Begin Selected extract

- Artwork by Number 6

Single by Alliance Ethnik

from the album Simple et Funky
- B-side: "Instrumental, Remix"
- Released: 10 January 1995
- Genre: R&B; funk;
- Length: 4:21
- Label: Virgin; Delabel;
- Songwriters: M. Darmon; F. Henri; Kamel Houairi; Vinia Mojica; Nicolas Vadon;
- Producer: Bob Power

Alliance Ethnik singles chronology
|  | "Respect" (1995) | "Simple & Funky" (1996) |

Audio sample
- Alliance Ethnik - "Respect"file; help;

= Respect (Alliance Ethnik song) =

"Respect" is a 1995 song recorded by French hip hop act Alliance Ethnik. It was the first single from his album Respect, and was released in January 1995. It achieved success in several countries, including France and Belgium where it was a top three hit. The song was Alliance Ethnik's biggest hit to date and can be deemed as its signature song.

End Selected extract
Begin Given data

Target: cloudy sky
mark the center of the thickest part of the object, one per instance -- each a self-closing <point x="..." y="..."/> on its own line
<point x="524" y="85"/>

End Given data

Exercise instructions =
(1) Reproduce the passage from the article on Alliance Ethnik's "Respect", starting with "Audio sample" and going on through "its signature song.".
(2) Carry on the article about Alliance Ethnik's song "Respect" from its final sentence.

Task results =
(1)
Audio sample
- Alliance Ethnik - "Respect"file; help;

= Respect (Alliance Ethnik song) =

"Respect" is a 1995 song recorded by French hip hop act Alliance Ethnik. It was the first single from his album Respect, and was released in January 1995. It achieved success in several countries, including France and Belgium where it was a top three hit. The song was Alliance Ethnik's biggest hit to date and can be deemed as its signature song.

(2)
==Structure==
After a 30-second introduction using the sound of a radio, the song contains several samples from songs such as "It's Good to Be the King Rap Pt 1" by Mel Brooks, "Back Together Again" by Roberta Flack and Donny Hathaway and a small interpolation of "Life's a Bitch" of American rapper Nas. The verses, performed by K-mel, are in French, while other verses and the refrains are sung by Vinia Mojica in English. The male singer has a delivery "which makes use of words and onomatopoeia with mischievouness [sic] and joviality". This single is "festive and optimistic", and uses the repertoire of the 1980s rap. The music video was shot in black and white.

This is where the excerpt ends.